= PAGE EXTRACT =

···

O admirable and imitable example
of your humility, Lord Jesus! Great,
certainly, is the humility that man should
wash the feet of a man equal to himself,
and greater that God should wash the feet of
men in mercy. And beyond mercy, since you,
good Jesus, with bended knee, offering your
most holy hands, wiped the feet of him whose
hands you knew were to be polluted in your
betrayal. Behold from this, faithful soul,
the Lord of every creature, the maker, the
tremendous judge of the living and the dead,
bowed down at the feet of a man, His own
betrayer and traitor. Learn that He is meek and
humble of heart, and blush at your own pride,
and be ashamed of your impatience.
Thus, clearly, in the disposition of your
profound wisdom, Jesus, that you might
show the increments of your love through
the increments of time: about to pass to the
Father, when the time of your passion was
impending, you celebrated the supper with your
apostles with overflowing, marvelous charity.
In it, the legal banquets being completed,
and their feet washed, in memory of the
facies of your wonders, O merciful and
compassionate Lord, you consecrated the
sacrament of your body and blood, treating
it with the highest charity, so that it might
continually remove through a mystery what
was once offered as a price. And so that the
memory of such a benefit might always
persist in us, you left your body as food,
and your blood as drink, to be taken by the
faithful under the species of bread and wine.
O magnitude of clemency! O unheard-of
love! Well indeed does the evangelist John
speak of you in beautiful language: that since
you loved your own unto the end—that is,
unto the maximum excess of charity—you
loved, pouring out your whole self for their
election: body as food, blood as drink, soul
as price, divinity as a taste of beatitude.

···

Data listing
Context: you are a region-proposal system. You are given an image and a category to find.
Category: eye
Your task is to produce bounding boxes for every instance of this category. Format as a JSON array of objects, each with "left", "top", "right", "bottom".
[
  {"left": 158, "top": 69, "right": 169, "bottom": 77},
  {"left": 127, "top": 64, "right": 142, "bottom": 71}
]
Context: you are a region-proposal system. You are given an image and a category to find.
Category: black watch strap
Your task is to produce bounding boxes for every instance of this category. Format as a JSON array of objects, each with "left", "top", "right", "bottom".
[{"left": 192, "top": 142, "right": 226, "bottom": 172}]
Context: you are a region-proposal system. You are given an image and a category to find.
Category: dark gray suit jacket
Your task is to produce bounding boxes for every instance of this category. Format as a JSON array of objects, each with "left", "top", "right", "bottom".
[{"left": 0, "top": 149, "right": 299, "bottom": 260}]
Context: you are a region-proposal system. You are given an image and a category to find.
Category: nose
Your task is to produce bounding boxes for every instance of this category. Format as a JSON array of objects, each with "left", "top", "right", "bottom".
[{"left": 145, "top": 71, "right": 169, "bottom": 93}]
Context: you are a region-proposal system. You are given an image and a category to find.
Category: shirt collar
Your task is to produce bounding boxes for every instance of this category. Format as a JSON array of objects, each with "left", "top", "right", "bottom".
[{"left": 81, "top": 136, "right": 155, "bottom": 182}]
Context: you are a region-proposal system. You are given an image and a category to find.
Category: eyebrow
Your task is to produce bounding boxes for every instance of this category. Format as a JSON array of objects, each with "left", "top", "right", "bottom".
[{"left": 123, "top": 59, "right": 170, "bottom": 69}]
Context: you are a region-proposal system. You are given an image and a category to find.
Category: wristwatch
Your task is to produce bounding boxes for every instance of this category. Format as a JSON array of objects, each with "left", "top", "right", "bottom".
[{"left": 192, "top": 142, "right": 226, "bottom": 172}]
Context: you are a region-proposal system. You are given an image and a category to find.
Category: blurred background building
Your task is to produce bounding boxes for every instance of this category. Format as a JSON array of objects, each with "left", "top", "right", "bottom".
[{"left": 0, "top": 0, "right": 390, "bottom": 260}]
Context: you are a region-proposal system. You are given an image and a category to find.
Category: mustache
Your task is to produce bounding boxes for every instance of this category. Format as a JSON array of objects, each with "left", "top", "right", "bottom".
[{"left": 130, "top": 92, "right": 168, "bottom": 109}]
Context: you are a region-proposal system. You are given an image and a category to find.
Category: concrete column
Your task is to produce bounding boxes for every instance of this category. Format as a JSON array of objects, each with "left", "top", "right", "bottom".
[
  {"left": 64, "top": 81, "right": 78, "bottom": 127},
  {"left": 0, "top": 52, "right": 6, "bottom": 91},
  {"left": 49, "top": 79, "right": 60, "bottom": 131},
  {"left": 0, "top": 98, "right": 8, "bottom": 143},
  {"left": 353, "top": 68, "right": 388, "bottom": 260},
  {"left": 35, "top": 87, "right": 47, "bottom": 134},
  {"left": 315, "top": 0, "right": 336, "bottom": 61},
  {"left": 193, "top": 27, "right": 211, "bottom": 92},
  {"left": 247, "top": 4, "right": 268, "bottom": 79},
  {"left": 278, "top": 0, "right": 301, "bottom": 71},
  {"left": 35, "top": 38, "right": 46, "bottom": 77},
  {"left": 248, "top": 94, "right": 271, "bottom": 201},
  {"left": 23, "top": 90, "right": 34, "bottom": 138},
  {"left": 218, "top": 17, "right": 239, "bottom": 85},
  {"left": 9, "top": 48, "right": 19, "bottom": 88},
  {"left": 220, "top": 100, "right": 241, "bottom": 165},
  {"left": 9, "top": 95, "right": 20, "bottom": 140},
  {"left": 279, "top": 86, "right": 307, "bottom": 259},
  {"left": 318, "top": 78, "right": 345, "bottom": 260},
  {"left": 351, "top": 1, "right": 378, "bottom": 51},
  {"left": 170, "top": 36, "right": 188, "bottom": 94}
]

···

= SET PROBLEM =
Answer these questions from the passage about the foot washing and the supper:
(a) Whose feet does the passage say Jesus wiped with his most holy hands?
(b) Under what species are the faithful to take his body and blood?
(c) Which evangelist does the passage name?

= RESULT BELOW =
(a) The feet of him whose hands Jesus knew were to be polluted in his betrayal.
(b) Under the species of bread and wine.
(c) John.